(Point annotation records)
____
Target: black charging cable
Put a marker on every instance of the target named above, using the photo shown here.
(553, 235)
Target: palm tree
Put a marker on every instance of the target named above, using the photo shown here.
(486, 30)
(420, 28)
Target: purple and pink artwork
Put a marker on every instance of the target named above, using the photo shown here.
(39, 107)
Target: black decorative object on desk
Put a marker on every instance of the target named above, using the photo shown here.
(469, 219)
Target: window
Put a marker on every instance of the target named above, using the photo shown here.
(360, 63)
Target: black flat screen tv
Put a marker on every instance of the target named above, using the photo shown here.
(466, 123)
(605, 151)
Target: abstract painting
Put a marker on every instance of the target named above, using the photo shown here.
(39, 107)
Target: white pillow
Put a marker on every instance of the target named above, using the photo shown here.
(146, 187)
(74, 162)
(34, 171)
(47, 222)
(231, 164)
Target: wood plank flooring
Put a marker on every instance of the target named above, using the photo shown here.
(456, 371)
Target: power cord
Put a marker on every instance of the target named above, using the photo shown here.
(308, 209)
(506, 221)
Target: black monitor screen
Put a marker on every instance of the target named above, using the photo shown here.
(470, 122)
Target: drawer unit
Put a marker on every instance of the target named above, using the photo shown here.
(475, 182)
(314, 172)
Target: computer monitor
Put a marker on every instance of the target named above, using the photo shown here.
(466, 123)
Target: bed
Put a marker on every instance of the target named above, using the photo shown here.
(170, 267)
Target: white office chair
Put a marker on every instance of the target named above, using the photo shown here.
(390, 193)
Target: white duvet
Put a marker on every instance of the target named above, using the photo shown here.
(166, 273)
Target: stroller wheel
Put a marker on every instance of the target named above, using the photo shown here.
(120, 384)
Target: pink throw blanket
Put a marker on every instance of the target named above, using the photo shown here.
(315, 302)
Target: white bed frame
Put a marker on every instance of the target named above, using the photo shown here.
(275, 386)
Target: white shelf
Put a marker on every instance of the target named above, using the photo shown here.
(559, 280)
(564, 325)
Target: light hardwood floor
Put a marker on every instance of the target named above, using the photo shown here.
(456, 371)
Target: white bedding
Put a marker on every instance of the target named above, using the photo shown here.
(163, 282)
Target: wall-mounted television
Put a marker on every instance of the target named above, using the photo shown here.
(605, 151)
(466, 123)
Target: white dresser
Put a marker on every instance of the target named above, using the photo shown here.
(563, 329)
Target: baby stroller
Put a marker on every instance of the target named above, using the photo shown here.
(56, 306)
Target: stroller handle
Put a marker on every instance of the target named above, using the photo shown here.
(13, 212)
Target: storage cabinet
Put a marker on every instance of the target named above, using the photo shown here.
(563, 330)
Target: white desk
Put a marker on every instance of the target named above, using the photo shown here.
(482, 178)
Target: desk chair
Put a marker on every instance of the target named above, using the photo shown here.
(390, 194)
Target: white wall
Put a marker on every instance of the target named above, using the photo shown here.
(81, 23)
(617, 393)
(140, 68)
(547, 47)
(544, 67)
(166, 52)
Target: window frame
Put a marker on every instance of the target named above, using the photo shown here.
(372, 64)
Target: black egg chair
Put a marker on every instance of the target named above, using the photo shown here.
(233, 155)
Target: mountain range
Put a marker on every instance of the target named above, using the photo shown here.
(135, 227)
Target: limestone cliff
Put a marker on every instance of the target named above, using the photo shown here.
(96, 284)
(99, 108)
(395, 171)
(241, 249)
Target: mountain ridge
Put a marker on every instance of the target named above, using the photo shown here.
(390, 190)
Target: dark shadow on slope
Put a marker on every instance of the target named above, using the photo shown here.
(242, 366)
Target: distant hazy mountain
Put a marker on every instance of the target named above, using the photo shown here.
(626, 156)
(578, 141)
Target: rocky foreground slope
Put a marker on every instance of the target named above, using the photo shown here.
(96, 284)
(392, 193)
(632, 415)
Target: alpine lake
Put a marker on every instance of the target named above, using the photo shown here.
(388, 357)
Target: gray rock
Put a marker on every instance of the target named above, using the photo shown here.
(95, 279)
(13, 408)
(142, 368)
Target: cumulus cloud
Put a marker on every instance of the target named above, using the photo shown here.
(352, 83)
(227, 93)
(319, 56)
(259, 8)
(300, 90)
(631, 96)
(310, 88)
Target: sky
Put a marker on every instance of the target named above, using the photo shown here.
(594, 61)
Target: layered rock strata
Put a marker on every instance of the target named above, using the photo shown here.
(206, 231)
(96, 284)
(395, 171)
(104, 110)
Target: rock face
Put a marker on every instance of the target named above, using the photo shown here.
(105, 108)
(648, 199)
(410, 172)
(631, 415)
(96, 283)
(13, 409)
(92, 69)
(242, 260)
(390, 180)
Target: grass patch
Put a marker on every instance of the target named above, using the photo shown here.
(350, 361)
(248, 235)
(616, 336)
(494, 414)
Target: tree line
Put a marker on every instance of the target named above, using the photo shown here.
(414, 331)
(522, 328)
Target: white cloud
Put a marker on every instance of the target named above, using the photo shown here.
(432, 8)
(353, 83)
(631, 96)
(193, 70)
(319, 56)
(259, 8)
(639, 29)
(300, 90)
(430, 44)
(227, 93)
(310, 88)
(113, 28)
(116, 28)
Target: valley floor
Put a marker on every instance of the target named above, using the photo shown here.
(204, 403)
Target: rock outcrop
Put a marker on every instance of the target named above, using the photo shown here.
____
GOAL
Return all of the data word for word.

OUTPUT FOR THIS TASK
Target: black charging cable
Put a marker on every instance of the target named above, using the photo shown here.
(553, 235)
Target: palm tree
Put a marker on every instance of the target named above, using the photo shown here.
(486, 30)
(420, 28)
Target: purple and pink artwork
Put a marker on every instance of the target named above, using the photo shown here.
(39, 107)
Target: black decorative object on desk
Put a marker on every instance of the target named above, using the photo shown here.
(469, 219)
Target: window
Put a marker on every instance of the target named above, using the photo shown here.
(360, 63)
Target: black flat screen tv
Put a marker on every instance of the target named above, using the photo shown here.
(466, 123)
(605, 151)
Target: abstract painting
Put a marker on every instance of the target named above, using the photo shown here.
(39, 107)
Target: white pillow
Put a marker on every instance of the target named above, using the photo shown here.
(146, 187)
(74, 162)
(34, 171)
(47, 222)
(231, 164)
Target: wood plank flooring
Put a marker on every instance of the target named above, using the photo shown here.
(456, 371)
Target: power cord
Put a marker on every instance of the target named above, using the photo shown here.
(308, 209)
(506, 221)
Target: black monitor screen
Put a marker on every instance of the target named above, using the photo shown here.
(470, 122)
Target: drawer unit
Put a marker on every instance of the target named above, using the photo shown here.
(475, 182)
(314, 172)
Target: computer monitor
Put a marker on every instance of the target named above, using the photo shown here.
(466, 123)
Target: bed
Put a marker on every instance of the target named above, using the photo shown here.
(170, 267)
Target: white office chair
Put a marker on every instance of the target named above, using the photo shown here.
(390, 193)
Target: white duvet
Put a marker on every instance of the target named above, using the photo shown here.
(166, 273)
Target: stroller wheel
Put a marker on every instance of the target named above, using the photo shown here.
(120, 384)
Target: pink throw blanket
Put a marker on every instance of the target named above, using the photo shown here.
(315, 302)
Target: white bed frame
Put a marker on every instance of the target named above, using the photo shown here.
(275, 386)
Target: white shelf
Put a marker on every instance of the target named above, using the photo shown here.
(559, 280)
(564, 325)
Target: light hardwood floor
Put a marker on every instance of the target named above, using the photo shown here.
(456, 371)
Target: white bedding
Put a marker on every instance of the target named above, using the photo shown here.
(163, 282)
Target: wall-mounted television
Put a marker on every instance of the target named above, using the photo shown here.
(605, 151)
(466, 123)
Target: white dresser
Put a marker on every instance of the target named above, using the photo shown here.
(563, 329)
Target: baby stroller
Put a marker on every instance of the target named above, using the photo shown here.
(56, 306)
Target: stroller handle
Put a marker on every instance of the target named above, using the photo shown here.
(13, 212)
Target: storage cabinet
Put a marker on every instance of the target named above, using the photo shown here.
(563, 330)
Target: white desk
Put a marker on every instance of the target named above, using the photo shown here.
(482, 178)
Target: desk chair
Put a marker on every instance of the target named above, using the photo shown here.
(390, 194)
Target: white wall
Put a marker on every instance of the target named above, using the photo shown here.
(81, 23)
(617, 393)
(140, 68)
(547, 47)
(544, 67)
(166, 52)
Target: window frame
Put a marker on every instance of the target named above, using the photo shown here.
(372, 64)
Target: black egg chair
Put a marker on every instance of the target named above, using the photo shown here.
(233, 155)
Target: mountain range
Put a marker on every instance of the target named above, using the photo shown here.
(135, 227)
Target: limestone cliff
Put a marker on every instance of the target named above, using the photo shown here.
(96, 284)
(99, 108)
(395, 171)
(241, 249)
Target: mountain ridge
Put a marker on every instance of the target named above, using the photo shown here.
(390, 190)
Target: dark shadow on slope
Put a marker on every instance of the target named above, using the photo shown here.
(242, 366)
Target: distant hazy mountain
Put a marker on every instance of the target named above, using the photo shown here.
(626, 156)
(578, 141)
Target: rocky foreground slope
Put a marker on every instance of the target named above, using the photo shown here.
(96, 284)
(392, 193)
(632, 415)
Target: alpine lake
Put a marker on every instance of the target named above, using the photo shown here.
(388, 357)
Target: gray rock
Put a marker on every instance of the target named above, using the photo shown here.
(95, 279)
(13, 408)
(142, 368)
Target: cumulus cloud
Put a marker on every instance of the target named above, using the photo shown here.
(352, 83)
(227, 93)
(319, 56)
(259, 8)
(300, 90)
(631, 96)
(310, 88)
Target: sky
Put a marker on every instance of the target named above, using the photo shown here.
(594, 61)
Target: layered rock strata
Put a marker on every instance of the target named above, using the photo shown here.
(206, 231)
(96, 284)
(395, 171)
(104, 110)
Target: rock face
Put a marker on every instance of the target named above, using the photo shown here.
(105, 108)
(648, 199)
(410, 172)
(631, 415)
(96, 283)
(13, 409)
(92, 69)
(242, 260)
(390, 180)
Target: grass patch
Put a marker on every instance of the target named above, using the photo shown here.
(350, 361)
(248, 235)
(616, 336)
(494, 414)
Target: tree line
Put a marker on every instance of the target named above, using the photo shown here.
(414, 331)
(522, 328)
Target: white cloud
Put a marker on every instance of the target named above, using the photo shown here.
(432, 8)
(353, 83)
(631, 96)
(193, 70)
(319, 56)
(259, 8)
(639, 29)
(300, 90)
(430, 44)
(227, 93)
(310, 88)
(113, 28)
(116, 28)
Target: valley floor
Put a marker on every instance of the target named above, using the photo shown here.
(204, 403)
Target: rock outcrop
Put a marker on every instance of the target named above, using the photo shown here.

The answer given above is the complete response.